### Dataset records ###

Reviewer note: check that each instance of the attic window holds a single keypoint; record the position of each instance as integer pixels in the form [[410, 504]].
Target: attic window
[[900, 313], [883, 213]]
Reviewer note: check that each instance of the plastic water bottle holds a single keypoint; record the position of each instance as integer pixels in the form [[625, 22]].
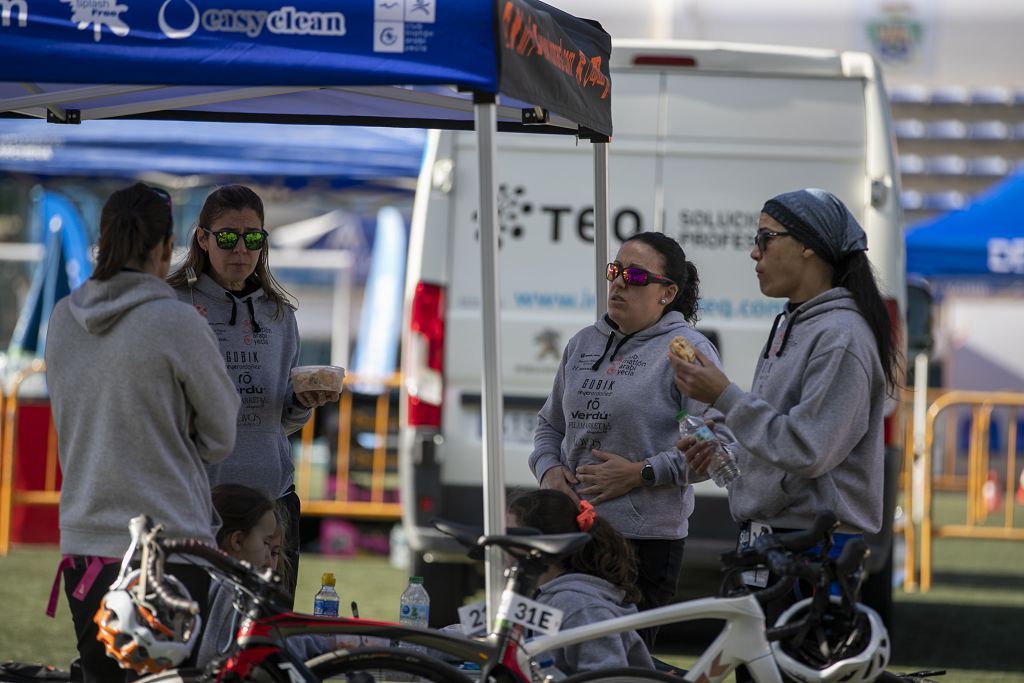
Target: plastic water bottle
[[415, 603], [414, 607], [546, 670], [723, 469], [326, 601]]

###

● **Task to carry out**: Copy the material above exactly and drop the pictures.

● **Full response**:
Reviewer note: check that each instance of the attic window holds a single keypoint; record the position of each instance as integer pixels in the form [[410, 504]].
Target: attic window
[[900, 313], [883, 213]]
Reviewer note: check that each instance of the plastic water bottle holds a single keypoint; record the position of each instance as integer pixels in the form [[625, 22]].
Target: plastic water bottle
[[415, 603], [414, 607], [546, 670], [723, 469], [326, 601]]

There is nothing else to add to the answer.